Adapted from a recent online discussion.
A sensitive approach can create a path to diagnosis
Autism?: I have a good friend whose son is in school with mine. He's a bit odd and sometimes has difficulty dealing socially with the other kids, but has friends. He's very bright but seems to miss some social cues other 8-year-old boys pick up on.
My professional background has given me some exposure to autism/pervasive developmental disorders, but I am NO EXPERT. I can't help thinking he's got something along these lines, but I'm not sure if I should say anything.
He's been in school with teachers, school counselors, etc., who have never said anything to her (she's pretty open with her friends about her struggles with his behavior problems). If it's really an issue, then I'm assuming someone would eventually pick up on it, and I don't want to offend her. I'm also not sure that a diagnosis will help the situation anyway, but would like feedback on that.
Carolyn: A diagnosis would help, yes, and early is better.

• Work instruction: Can you copy the advice column exchange above word for word, from "My professional background" up to and including "should say anything."?

(Image point grounding data)
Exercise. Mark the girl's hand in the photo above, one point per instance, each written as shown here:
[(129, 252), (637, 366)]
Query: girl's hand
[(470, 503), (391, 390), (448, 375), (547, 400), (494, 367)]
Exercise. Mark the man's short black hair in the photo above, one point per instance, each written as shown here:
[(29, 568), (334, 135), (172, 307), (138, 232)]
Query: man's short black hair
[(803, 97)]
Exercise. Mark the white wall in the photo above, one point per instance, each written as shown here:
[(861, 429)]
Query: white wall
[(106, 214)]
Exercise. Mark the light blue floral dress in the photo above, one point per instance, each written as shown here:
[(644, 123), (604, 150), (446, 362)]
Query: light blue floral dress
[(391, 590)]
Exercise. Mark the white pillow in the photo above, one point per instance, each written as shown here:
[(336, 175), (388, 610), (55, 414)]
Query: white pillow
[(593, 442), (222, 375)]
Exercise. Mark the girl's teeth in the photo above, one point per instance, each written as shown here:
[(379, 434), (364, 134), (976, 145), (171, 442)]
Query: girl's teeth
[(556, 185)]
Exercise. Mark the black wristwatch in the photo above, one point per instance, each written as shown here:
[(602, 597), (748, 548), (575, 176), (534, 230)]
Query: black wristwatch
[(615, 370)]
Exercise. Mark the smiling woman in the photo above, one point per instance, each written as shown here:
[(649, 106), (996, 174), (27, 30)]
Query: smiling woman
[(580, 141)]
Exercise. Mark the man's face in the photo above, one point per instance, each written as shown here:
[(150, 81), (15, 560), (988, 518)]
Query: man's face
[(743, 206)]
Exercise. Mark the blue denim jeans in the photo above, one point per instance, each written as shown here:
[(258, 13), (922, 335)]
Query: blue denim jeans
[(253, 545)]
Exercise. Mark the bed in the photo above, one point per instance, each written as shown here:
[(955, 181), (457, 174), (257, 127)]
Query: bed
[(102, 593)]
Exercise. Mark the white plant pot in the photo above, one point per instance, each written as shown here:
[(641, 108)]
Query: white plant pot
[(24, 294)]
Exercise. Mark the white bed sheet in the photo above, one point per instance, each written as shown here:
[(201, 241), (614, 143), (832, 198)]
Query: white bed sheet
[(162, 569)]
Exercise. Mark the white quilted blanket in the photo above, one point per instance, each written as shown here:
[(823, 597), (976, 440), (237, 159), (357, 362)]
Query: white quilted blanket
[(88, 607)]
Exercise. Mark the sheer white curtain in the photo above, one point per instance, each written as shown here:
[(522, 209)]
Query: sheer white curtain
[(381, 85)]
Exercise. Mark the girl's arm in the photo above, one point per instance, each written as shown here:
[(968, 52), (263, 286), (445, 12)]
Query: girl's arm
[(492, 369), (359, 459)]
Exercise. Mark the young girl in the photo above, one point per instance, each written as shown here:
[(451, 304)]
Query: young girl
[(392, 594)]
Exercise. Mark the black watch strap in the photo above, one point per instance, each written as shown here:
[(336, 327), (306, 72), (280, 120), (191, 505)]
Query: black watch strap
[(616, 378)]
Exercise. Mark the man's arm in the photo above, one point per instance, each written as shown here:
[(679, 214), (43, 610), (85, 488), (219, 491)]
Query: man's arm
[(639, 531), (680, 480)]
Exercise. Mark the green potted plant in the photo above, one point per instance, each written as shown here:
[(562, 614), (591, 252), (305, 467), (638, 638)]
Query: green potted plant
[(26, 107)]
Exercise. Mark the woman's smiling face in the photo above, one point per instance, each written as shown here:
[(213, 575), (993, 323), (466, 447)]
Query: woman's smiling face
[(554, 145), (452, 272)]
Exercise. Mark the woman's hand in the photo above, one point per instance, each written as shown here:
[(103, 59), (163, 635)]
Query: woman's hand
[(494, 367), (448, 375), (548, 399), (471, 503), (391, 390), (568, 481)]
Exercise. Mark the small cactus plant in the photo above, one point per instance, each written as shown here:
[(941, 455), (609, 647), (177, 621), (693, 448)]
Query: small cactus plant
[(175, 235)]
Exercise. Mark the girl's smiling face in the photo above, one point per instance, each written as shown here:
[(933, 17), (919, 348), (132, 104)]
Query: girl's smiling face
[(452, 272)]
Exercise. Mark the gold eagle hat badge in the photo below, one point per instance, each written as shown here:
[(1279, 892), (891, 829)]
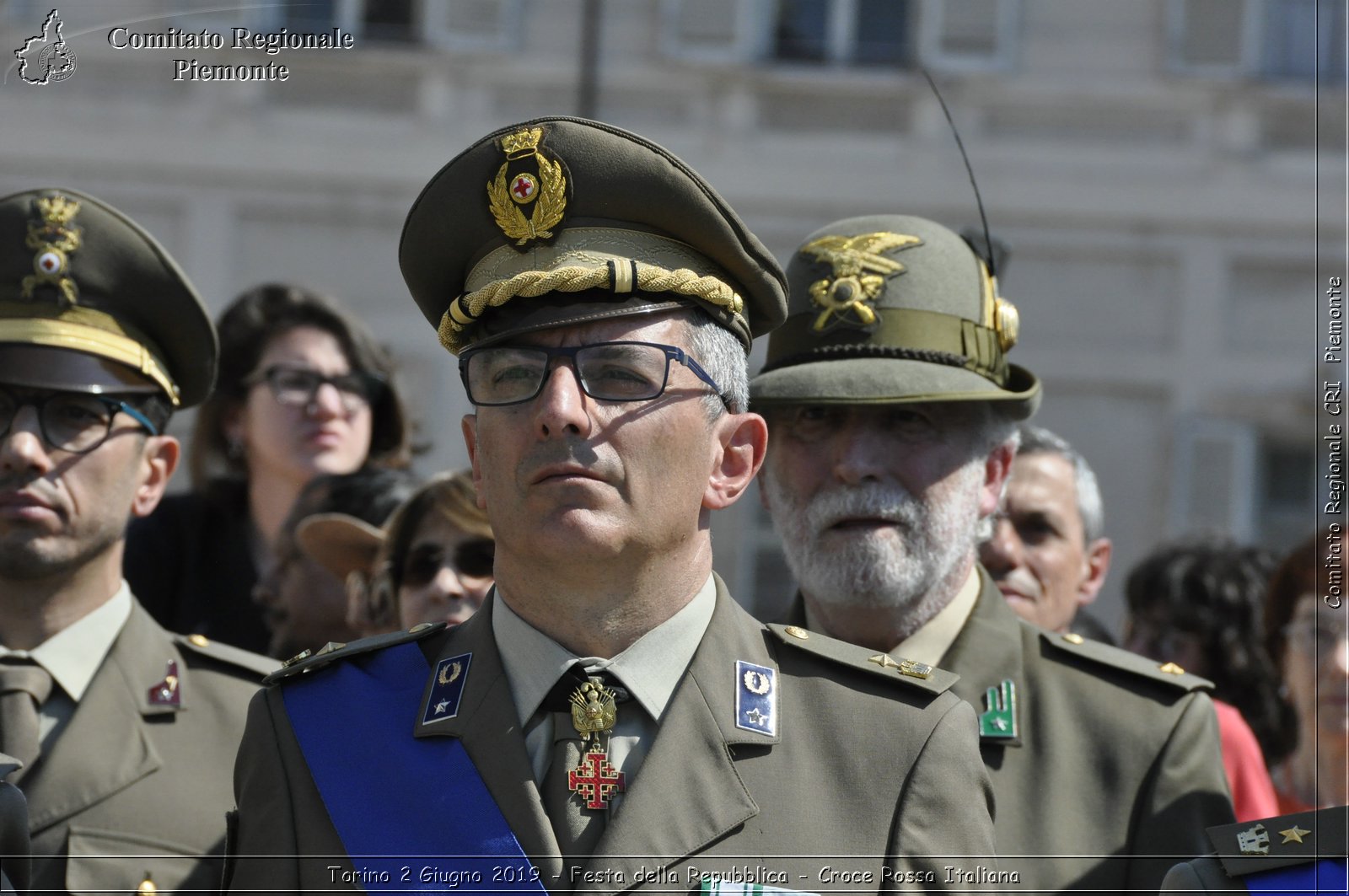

• Task result:
My professional background has given me some exposure to autism/pervasive developmental disorders, but I am NO EXPERT. I can't help thinking he's got something along these lines, but I'm not sure if I should say anything.